Your goal - Copy every line from the records below that carries the word "race".

Exercise materials -
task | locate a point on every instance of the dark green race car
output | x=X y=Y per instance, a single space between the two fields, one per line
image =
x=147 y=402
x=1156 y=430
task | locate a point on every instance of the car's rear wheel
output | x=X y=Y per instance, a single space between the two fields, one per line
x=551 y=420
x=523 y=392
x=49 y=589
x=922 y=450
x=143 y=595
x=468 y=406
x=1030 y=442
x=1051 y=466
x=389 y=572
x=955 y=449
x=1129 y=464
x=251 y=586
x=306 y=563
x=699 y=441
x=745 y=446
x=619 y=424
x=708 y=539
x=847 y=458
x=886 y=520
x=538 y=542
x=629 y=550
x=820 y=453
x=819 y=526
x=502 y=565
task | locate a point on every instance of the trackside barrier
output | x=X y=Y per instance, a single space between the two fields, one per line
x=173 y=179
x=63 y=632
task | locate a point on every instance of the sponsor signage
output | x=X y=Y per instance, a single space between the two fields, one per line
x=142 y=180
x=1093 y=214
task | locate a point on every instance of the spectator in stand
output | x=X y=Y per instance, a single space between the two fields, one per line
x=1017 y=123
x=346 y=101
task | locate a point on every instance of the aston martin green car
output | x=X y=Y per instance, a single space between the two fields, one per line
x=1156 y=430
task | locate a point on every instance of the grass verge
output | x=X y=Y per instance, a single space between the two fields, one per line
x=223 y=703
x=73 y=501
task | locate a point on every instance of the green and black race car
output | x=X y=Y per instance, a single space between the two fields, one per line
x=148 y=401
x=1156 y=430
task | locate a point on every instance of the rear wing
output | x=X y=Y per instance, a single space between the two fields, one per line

Answer -
task | locate a point on every instance of the dark green race car
task | locate a point on every instance of the green and black race car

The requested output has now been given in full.